◆ **TAREAS DEL EJERCICIO**:
- a) Resume en dos oraciones el texto sobre la Fiesta del cordero.
- b) Prosigue el texto sobre la Fiesta del cordero a partir de su última oración.

◆ **FRAGMENTO DEL DOCUMENTO**:
------------

Mientras los cánticos reverberan ante el cresterío que lleva a Tachedirt, las mujeres aguardan en el exterior de las austeras viviendas con puertas de forja. Algunas son albergues para montañeros. Mina juega con sus hermanas Nahima, Jadicha, Sahara y con una vasca invitada, hoy ataviada con pañuelo en la cabeza “para hacerles el honor”. Es la única extranjera presente.

Los balidos de corderos y cabras se escuchan por doquier. A los pocos minutos, la accidentada calle principal se convierte en Gran Vía en hora punta. Todo son carreras, gritos de alegría, saludos, empujones cariñosos, besos... Felicidad a la enésima potencia. Infinita.

Dan las diez. La hora de... La hora. De pronto, algo acontece. Todos ríen. El momento de que cada hogar comience con el rito se pospone por un tiempo. A los de la casa de debajo de los Azdour el cordero se les ha escapado. Es el instante perfecto para conocer que el Antiguo Testamento cuenta que el profeta Abraham (Ibrahim para el islam) debía sacrificar a su hijo Isaac (que según el Corán era Ismael) para mostrar su total sumisión a Dios, quien así se lo había ordenado. Sin embargo, en el momento del triste gesto, Alah detuvo su mano y le ordenó sacrificar en su lugar un cordero. En su conmemoración, la festividad tiene lugar al término del peregrinaje anual a La Meca, uno de los rituales que todo buen musulmán debe efectuar al menos una vez en su existencia.

Un joven regresa con el cordero fugado. Todos entran a sus casas, a las terrazas soleadas. A Hassan y Mohammed Azdour les echa una mano para el degüello su vecino Ali. Este joven vive en Tolosa y cuelga una camiseta abertzale que reza Amnistía entre su colada puesta al sol. Rezuman entusiasmo, dosis continuas de adrenalina. Toda la familia ayuda, incluso la recién nacida, Salma, cuelga de la espalda de su abuela Erkia ante la cabra.

La protagonista cornuda, “una de las grandes” -se enorgullece Hassan-, ha costado 3.000 dirhams (300 euros). El simpático guía de montaña explica que es “de las caras” en una comarca humilde, donde el jornal mensual no llega a los 100 euros limpios. Desde marzo no ha entrado dinero a sus hogares por la pandemia del coronavirus. Sobreviven, pero no hay momento en la Fiesta del cordero para las cuitas.

------------

Entradas del conjunto de datos

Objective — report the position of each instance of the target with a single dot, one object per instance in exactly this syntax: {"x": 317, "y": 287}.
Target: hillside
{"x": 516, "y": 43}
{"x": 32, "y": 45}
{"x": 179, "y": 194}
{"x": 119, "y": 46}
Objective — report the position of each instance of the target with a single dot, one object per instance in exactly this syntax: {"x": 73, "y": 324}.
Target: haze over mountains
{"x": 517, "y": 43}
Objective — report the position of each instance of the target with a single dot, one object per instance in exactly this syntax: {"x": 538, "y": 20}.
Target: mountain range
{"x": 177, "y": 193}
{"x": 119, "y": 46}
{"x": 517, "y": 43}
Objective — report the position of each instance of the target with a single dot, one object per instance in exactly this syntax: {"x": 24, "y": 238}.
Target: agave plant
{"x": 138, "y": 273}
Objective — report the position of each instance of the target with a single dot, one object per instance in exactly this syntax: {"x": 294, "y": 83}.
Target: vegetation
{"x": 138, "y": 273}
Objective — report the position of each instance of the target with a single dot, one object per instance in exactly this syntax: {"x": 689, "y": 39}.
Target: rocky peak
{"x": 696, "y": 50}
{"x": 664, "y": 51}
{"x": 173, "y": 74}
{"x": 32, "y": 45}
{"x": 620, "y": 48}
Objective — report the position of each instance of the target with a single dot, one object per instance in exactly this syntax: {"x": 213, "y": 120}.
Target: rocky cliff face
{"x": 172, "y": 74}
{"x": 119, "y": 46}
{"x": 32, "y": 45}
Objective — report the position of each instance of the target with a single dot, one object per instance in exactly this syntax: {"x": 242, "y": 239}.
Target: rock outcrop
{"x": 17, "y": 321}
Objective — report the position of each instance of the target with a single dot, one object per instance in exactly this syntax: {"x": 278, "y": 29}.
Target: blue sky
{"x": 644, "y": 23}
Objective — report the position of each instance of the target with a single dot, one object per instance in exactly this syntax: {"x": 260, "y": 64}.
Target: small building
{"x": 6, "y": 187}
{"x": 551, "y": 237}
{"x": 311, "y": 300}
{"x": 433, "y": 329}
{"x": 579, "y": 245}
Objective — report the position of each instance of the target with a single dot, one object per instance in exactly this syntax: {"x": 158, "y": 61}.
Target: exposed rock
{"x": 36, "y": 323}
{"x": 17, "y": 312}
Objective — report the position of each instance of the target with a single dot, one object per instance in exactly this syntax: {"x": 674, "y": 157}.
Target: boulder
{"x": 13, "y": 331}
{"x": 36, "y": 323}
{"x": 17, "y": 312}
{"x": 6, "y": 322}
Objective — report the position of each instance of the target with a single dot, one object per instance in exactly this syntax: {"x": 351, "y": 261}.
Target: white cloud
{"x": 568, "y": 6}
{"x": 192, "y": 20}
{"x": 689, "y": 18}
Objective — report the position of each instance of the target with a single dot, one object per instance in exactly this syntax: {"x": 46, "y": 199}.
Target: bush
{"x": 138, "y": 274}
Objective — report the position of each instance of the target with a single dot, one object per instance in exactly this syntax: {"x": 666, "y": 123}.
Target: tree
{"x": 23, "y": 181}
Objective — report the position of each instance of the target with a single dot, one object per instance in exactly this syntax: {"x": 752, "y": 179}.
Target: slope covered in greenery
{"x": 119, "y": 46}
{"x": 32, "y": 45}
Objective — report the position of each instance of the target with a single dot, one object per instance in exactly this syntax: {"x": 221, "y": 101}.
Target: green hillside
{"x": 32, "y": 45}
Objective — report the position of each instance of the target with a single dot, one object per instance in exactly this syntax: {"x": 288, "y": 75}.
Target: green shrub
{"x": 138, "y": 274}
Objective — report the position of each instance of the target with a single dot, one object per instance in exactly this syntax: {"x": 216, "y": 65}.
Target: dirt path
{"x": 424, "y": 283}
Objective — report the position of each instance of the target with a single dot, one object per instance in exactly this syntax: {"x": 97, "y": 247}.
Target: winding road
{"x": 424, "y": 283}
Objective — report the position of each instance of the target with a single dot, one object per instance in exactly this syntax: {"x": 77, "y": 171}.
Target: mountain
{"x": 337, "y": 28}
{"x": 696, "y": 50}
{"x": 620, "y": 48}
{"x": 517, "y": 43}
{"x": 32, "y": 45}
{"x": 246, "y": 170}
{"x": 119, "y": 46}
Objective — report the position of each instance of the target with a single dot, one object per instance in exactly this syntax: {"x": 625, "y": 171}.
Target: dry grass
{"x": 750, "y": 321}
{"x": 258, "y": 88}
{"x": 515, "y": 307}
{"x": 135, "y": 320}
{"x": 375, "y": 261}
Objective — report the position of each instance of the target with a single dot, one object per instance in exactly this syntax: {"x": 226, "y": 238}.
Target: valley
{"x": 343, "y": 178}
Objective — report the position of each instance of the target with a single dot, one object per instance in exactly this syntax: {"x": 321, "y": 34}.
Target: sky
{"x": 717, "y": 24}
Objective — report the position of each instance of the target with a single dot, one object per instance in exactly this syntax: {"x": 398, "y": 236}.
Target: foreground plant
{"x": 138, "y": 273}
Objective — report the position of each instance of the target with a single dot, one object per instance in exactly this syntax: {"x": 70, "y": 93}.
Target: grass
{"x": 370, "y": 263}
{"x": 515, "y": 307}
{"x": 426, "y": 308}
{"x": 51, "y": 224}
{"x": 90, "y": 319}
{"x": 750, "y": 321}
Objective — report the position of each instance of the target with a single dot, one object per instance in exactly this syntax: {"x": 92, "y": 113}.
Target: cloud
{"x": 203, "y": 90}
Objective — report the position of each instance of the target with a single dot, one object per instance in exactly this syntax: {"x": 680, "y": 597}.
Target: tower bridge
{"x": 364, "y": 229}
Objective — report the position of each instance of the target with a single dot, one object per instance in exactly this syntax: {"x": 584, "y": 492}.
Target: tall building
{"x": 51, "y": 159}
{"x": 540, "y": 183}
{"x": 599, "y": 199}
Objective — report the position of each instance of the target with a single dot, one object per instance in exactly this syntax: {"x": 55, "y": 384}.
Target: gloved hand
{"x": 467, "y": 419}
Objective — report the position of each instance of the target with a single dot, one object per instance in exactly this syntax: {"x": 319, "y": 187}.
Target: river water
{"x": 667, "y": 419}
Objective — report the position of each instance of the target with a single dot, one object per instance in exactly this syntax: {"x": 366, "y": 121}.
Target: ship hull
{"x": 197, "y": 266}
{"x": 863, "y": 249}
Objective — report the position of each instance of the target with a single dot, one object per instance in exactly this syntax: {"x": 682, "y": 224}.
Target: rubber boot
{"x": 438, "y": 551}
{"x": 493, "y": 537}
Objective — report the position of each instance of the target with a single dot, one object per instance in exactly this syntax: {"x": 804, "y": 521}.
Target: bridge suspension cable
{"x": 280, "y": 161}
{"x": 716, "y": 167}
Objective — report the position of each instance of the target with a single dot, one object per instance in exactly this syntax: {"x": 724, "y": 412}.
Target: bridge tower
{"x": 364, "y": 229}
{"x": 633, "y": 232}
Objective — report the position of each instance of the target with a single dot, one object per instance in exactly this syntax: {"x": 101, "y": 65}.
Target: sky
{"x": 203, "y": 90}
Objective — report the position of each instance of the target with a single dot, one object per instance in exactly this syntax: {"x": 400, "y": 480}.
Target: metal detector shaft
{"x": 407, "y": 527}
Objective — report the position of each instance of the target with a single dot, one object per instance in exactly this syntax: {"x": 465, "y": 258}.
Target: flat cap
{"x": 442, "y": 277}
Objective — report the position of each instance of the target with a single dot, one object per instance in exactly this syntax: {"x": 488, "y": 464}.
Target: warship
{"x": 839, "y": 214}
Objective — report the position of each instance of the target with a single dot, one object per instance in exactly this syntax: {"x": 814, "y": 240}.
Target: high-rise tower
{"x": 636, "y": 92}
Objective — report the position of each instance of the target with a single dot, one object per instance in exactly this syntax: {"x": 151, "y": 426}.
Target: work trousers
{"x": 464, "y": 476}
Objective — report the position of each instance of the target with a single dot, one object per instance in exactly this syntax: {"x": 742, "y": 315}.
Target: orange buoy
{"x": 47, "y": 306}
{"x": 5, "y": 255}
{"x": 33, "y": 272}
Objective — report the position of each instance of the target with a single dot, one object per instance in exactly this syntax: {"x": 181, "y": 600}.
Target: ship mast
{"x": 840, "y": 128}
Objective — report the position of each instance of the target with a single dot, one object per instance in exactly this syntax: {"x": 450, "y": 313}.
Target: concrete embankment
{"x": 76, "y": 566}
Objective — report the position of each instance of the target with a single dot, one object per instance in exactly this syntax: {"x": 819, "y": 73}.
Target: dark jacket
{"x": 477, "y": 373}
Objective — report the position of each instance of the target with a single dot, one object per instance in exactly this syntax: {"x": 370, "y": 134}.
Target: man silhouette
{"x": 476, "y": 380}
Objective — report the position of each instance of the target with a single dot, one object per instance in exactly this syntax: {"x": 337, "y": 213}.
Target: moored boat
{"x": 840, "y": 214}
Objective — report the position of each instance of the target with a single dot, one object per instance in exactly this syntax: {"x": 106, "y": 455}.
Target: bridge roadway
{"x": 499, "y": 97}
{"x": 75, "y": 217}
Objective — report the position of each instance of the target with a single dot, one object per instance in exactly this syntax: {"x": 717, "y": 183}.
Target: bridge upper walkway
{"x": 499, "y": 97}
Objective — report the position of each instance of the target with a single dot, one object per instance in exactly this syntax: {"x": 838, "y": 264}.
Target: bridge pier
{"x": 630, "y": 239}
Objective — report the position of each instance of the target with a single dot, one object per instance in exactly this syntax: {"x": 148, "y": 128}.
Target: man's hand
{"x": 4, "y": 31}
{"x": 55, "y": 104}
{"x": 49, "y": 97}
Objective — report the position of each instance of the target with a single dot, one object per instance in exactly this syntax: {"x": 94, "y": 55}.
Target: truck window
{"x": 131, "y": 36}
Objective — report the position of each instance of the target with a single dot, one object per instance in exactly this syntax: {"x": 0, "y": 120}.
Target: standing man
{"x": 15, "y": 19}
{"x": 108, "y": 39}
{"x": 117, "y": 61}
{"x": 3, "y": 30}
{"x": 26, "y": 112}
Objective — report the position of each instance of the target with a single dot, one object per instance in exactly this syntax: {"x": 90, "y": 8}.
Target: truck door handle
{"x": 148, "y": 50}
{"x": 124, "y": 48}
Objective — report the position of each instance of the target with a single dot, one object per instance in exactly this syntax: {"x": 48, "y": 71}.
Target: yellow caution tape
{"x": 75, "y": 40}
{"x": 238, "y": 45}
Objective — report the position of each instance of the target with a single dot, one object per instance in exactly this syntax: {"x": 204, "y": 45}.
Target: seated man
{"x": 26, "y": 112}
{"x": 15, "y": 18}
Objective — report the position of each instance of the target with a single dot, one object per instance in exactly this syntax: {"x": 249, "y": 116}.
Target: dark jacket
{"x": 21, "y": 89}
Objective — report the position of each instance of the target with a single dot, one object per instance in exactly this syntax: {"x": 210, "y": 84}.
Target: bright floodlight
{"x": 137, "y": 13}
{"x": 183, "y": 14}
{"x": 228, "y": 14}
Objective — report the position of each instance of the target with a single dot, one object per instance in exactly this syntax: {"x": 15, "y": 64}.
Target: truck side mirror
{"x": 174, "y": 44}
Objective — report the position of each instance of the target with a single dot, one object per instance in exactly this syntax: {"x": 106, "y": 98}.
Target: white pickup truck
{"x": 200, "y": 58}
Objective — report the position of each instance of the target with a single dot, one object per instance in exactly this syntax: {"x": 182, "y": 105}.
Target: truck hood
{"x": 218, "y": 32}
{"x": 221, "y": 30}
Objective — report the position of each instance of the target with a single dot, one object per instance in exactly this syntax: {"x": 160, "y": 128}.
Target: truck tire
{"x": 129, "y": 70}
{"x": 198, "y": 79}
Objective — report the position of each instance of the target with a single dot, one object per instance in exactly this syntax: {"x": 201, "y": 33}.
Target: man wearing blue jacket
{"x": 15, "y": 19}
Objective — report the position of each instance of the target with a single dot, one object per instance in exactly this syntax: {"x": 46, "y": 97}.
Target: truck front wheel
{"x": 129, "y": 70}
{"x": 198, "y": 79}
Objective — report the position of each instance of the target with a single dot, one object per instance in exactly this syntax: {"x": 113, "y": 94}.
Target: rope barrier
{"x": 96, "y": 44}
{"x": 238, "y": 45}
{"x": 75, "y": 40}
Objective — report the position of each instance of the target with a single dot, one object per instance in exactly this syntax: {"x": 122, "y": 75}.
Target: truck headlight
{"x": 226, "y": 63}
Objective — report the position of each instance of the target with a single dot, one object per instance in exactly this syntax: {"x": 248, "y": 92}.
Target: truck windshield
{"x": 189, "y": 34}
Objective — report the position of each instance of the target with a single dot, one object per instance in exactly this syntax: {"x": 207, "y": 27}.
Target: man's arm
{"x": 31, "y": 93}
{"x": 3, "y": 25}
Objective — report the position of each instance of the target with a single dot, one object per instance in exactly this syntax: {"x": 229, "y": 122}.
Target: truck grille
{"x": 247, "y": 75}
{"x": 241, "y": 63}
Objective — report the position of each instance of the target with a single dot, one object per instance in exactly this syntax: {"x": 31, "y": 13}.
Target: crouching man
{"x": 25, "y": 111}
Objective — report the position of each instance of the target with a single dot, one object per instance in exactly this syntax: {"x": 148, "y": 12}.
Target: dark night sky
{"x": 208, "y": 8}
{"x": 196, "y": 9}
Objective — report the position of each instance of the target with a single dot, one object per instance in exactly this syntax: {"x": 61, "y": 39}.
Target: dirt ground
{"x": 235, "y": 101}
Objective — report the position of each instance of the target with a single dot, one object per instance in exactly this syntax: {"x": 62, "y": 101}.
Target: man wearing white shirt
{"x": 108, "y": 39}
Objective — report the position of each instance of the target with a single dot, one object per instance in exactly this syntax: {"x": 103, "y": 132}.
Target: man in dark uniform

------------

◆ **RESULTADOS POR TAREA**:
- a) Ante el cresterío que lleva a Tachedirt, las familias celebran la Fiesta del cordero entre cánticos, carreras y saludos, y el comienzo del rito se pospone porque a unos vecinos de los Azdour se les escapa el cordero. El texto recuerda que la festividad conmemora que Alá detuvo la mano de Abraham y le ordenó sacrificar un cordero en lugar de su hijo, y cuenta cómo los Azdour, con ayuda de su vecino Ali, se disponen a sacrificar una cabra de 3.000 dirhams, aunque desde marzo no ha entrado dinero en sus hogares por la pandemia.

- b)
Tras cortar la cabeza del animal, Younes reaparece con sal gorda para echar al agua de la manguera. El fin: disolver la sangre que fluye a borbotones, cruda. Ali regresa con su familia y Mohammed introduce una varilla por la piel del animal y sopla. Consigue despegar partes del cordero. A ritmo continuo y mientras Erkia, Younes, Nadia y Mina limpian el solar, la cabra queda al desnudo. ¡La alegría se desata!

Los Azdour se juntan en la cocina. Los niños comen la lengua del animal cruda y aún humeante, y los mayores preparan brochetas con el hígado. Regadas con el omnipresente té a la menta, hablan de los familiares que van a recibir y a quiénes van a ir a visitar.

Por la tarde, tras una comida con dulces cocinados para la ocasión, los hombres -sobre todo jóvenes- van cantando casa por casa a pedir las pieles del cordero o la cabra sacrificados. Los trofeos se bajan a Imlil, a escasa media hora andando. El sastre los espera.

Las visitas familiares cumplen su agenda. La familia de Marrakech llega al hogar de los Azdour. La oscuridad se echa encima. El frío regresa y cinco pesadas mantas, de nuevo, dan las buenas noches en el Parque Nacional del Toubkal.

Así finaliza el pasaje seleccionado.